▶ **What is being asked**
Rewrite the entries below, from the very first line through the line containing "[0,150,500,281]", keeping every line in place but raising each bounding-box coordinate in the outputs by 92.

□ □ □ □ □ □ □

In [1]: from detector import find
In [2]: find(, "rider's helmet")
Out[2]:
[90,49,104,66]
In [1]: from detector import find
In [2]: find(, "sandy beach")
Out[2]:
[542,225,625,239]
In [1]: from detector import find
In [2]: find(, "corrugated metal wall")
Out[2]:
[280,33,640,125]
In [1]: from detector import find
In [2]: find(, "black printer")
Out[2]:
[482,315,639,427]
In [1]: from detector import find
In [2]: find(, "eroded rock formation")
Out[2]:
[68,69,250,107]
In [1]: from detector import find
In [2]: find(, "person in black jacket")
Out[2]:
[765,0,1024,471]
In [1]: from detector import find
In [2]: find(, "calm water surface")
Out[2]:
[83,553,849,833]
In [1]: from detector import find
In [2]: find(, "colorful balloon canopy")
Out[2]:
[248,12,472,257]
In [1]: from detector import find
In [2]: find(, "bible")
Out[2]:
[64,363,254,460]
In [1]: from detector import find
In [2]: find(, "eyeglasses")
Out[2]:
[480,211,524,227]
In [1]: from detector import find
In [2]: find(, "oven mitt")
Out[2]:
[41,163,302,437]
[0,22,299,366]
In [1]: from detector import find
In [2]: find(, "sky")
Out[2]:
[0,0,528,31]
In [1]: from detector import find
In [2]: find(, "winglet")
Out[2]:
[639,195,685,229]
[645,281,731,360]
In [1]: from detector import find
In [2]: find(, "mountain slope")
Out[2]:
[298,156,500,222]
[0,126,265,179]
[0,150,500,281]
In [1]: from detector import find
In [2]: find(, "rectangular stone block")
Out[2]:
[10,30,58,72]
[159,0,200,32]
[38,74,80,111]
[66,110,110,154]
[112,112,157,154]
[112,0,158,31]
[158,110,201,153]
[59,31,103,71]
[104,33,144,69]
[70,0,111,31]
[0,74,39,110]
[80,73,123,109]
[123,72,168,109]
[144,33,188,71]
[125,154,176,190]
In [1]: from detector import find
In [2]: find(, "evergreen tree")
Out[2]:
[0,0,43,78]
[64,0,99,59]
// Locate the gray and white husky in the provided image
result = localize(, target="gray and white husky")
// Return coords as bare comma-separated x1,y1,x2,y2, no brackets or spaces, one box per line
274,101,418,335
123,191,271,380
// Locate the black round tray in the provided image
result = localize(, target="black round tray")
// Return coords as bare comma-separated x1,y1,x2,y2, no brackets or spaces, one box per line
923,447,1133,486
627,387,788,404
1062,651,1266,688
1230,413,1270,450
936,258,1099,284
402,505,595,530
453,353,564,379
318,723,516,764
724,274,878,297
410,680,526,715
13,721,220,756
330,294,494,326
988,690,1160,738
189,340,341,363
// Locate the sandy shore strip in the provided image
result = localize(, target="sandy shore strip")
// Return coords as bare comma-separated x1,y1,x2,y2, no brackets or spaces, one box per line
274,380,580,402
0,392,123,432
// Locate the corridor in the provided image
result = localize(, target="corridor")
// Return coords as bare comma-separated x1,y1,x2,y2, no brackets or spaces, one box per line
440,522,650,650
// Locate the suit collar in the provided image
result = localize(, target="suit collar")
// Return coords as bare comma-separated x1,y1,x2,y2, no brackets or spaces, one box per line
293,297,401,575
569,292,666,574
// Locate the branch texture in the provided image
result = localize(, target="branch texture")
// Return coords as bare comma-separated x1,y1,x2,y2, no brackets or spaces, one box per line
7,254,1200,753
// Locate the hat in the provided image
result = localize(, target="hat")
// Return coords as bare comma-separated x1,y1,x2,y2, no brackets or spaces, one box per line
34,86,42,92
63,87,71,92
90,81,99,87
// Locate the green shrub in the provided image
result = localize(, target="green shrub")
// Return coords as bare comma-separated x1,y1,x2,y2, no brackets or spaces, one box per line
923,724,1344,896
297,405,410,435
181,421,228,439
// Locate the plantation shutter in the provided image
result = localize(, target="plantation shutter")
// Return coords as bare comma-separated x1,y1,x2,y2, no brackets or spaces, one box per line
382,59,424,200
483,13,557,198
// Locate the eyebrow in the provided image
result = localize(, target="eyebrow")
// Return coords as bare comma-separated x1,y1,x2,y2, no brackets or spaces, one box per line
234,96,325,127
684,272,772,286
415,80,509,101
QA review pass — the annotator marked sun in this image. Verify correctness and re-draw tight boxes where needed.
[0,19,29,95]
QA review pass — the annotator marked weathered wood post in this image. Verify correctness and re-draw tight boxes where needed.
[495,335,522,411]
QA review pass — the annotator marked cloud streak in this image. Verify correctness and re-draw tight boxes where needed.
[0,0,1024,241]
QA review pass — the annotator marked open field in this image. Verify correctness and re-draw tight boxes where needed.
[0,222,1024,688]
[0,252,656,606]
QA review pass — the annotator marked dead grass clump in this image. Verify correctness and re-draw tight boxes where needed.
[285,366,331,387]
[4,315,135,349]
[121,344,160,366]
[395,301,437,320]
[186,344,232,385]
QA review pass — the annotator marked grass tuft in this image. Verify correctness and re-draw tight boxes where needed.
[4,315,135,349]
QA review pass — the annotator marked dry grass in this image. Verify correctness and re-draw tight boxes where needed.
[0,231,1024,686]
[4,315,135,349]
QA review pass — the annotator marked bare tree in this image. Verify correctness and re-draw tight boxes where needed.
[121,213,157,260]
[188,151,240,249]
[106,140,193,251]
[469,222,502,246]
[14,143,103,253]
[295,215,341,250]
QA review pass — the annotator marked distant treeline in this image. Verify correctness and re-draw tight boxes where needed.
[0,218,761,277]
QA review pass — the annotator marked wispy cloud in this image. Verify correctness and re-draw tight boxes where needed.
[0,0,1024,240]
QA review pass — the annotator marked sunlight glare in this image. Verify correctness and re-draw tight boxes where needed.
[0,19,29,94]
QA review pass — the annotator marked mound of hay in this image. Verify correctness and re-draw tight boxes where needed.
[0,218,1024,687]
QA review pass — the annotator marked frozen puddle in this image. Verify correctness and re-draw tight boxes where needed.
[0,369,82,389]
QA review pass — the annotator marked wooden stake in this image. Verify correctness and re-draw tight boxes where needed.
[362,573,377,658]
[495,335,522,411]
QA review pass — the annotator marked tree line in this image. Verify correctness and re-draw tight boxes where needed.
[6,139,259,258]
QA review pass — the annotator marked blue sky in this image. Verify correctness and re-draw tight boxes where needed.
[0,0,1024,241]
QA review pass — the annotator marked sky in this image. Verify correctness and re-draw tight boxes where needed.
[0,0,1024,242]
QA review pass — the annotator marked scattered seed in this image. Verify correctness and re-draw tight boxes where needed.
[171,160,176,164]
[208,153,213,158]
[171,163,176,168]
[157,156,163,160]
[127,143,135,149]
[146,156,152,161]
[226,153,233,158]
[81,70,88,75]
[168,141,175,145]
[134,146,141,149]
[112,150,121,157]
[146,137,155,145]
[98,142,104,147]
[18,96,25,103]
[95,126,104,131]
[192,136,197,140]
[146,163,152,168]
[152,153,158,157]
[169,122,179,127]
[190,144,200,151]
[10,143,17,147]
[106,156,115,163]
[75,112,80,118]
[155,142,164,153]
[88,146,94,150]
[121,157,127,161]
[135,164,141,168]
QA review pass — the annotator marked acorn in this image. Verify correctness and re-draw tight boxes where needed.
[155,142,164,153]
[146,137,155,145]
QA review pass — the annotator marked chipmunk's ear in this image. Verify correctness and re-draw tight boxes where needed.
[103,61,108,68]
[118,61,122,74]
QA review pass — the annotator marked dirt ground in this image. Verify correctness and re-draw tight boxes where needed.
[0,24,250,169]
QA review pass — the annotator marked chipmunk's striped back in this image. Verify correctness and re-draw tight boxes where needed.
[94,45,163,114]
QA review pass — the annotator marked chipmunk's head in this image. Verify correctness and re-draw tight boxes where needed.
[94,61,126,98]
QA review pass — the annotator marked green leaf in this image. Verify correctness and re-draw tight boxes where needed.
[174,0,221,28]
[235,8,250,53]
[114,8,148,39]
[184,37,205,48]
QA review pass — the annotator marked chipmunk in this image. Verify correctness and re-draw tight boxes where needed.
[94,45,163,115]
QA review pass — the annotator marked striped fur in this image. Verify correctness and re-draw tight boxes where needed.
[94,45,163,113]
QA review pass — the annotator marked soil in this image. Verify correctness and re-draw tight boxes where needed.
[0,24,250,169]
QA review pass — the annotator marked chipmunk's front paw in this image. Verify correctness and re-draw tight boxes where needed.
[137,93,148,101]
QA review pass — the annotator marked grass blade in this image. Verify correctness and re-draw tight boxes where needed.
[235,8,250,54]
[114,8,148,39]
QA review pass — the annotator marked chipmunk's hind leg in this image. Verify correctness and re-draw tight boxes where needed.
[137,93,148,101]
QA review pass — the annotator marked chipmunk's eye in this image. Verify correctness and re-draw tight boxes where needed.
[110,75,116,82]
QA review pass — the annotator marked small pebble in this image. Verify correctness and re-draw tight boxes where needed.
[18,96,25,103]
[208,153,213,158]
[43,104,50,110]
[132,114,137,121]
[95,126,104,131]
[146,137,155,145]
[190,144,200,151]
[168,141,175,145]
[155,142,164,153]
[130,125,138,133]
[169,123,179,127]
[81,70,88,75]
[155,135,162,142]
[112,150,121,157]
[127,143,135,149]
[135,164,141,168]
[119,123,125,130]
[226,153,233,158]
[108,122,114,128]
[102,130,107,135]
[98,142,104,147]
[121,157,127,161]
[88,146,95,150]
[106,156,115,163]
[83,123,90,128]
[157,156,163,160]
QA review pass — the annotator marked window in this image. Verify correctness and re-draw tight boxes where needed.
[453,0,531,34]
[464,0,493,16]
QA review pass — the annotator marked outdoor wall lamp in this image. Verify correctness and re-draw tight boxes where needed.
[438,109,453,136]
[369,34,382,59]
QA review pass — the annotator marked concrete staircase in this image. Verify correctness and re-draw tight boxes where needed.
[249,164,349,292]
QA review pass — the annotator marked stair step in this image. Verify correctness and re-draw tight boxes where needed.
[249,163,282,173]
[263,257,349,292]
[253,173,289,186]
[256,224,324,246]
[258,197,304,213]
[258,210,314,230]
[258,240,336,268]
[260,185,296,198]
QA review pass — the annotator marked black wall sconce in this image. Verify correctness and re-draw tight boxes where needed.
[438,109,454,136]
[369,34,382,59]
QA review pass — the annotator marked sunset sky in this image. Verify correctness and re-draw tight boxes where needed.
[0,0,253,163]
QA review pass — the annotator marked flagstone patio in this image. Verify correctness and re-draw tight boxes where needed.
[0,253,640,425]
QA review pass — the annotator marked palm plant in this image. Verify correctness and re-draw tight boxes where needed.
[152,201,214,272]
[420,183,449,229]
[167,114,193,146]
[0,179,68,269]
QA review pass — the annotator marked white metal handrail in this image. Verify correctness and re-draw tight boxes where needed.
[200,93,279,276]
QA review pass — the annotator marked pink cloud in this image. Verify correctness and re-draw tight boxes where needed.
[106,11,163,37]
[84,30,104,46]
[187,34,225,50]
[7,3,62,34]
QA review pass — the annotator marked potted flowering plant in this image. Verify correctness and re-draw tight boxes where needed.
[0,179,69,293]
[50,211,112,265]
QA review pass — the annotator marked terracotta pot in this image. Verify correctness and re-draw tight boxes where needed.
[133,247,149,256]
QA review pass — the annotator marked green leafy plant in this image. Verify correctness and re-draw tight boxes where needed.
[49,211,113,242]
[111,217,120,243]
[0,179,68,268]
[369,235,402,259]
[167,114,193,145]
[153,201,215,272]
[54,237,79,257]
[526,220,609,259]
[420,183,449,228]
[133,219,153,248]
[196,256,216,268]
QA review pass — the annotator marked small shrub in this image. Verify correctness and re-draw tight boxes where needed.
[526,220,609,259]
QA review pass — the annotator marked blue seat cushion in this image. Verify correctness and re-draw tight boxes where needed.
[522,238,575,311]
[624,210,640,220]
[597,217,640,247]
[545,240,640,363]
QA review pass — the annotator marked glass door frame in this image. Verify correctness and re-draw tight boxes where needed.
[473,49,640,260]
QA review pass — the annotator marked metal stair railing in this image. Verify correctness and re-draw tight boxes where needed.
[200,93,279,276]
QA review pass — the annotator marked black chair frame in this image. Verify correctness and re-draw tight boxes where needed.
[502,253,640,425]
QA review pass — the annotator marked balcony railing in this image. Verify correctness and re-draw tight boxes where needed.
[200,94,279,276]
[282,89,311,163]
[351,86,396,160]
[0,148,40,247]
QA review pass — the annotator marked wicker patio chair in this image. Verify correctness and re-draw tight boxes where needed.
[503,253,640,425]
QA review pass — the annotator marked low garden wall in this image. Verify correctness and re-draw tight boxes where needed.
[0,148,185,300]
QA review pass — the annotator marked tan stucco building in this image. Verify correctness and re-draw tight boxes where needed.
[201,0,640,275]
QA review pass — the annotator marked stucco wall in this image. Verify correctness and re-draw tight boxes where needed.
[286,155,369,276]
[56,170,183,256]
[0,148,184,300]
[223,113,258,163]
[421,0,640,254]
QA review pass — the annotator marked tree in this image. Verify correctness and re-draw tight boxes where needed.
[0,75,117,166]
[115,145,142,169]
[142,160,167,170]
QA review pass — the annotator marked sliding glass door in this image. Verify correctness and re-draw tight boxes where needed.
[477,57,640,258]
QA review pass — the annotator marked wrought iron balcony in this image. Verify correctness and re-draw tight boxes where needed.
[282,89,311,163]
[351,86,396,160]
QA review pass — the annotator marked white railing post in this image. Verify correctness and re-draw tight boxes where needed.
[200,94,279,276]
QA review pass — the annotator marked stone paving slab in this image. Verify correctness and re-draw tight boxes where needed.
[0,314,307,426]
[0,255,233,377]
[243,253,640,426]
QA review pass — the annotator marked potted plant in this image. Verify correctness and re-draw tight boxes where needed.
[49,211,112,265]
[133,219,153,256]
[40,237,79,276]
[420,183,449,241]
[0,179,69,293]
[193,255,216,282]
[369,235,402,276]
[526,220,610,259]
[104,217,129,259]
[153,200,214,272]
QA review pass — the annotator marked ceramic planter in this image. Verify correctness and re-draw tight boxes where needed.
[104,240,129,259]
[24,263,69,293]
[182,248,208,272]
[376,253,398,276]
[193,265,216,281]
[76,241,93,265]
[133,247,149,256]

□ □ □ □ □ □ □

▶ **Correct response**
In [1]: from detector import find
In [2]: find(, "rider's helmet")
Out[2]:
[182,141,196,158]
In [1]: from detector import find
In [2]: find(, "sandy beach")
Out[2]:
[634,317,717,331]
In [1]: from detector import find
In [2]: find(, "corrugated metal wall")
Out[2]:
[372,125,732,217]
In [1]: from detector import find
In [2]: find(, "black printer")
Out[2]:
[574,407,731,519]
In [1]: from detector import find
In [2]: find(, "eroded rock formation")
Out[2]:
[160,161,342,199]
In [1]: from detector import find
In [2]: find(, "person in black jacket")
Out[2]:
[857,92,1116,563]
In [1]: from detector import find
In [2]: find(, "calm water surface")
Out[2]:
[175,645,941,925]
In [1]: from detector import find
In [2]: find(, "colorful balloon canopy")
Out[2]:
[340,104,564,349]
In [1]: from detector import find
In [2]: find(, "bible")
Out[2]:
[156,455,346,552]
In [1]: from detector import find
In [2]: find(, "eyeglasses")
Out[2]:
[572,303,616,319]
In [1]: from detector import find
In [2]: find(, "oven mitt")
Out[2]:
[133,255,394,529]
[92,114,391,458]
In [1]: from detector import find
In [2]: find(, "sky")
Out[2]:
[92,92,620,123]
In [1]: from detector import find
In [2]: find(, "winglet")
Out[2]:
[731,287,777,321]
[737,373,823,452]
In [1]: from detector import find
In [2]: find(, "mountain slope")
Out[2]:
[390,248,592,314]
[92,218,357,271]
[92,242,592,373]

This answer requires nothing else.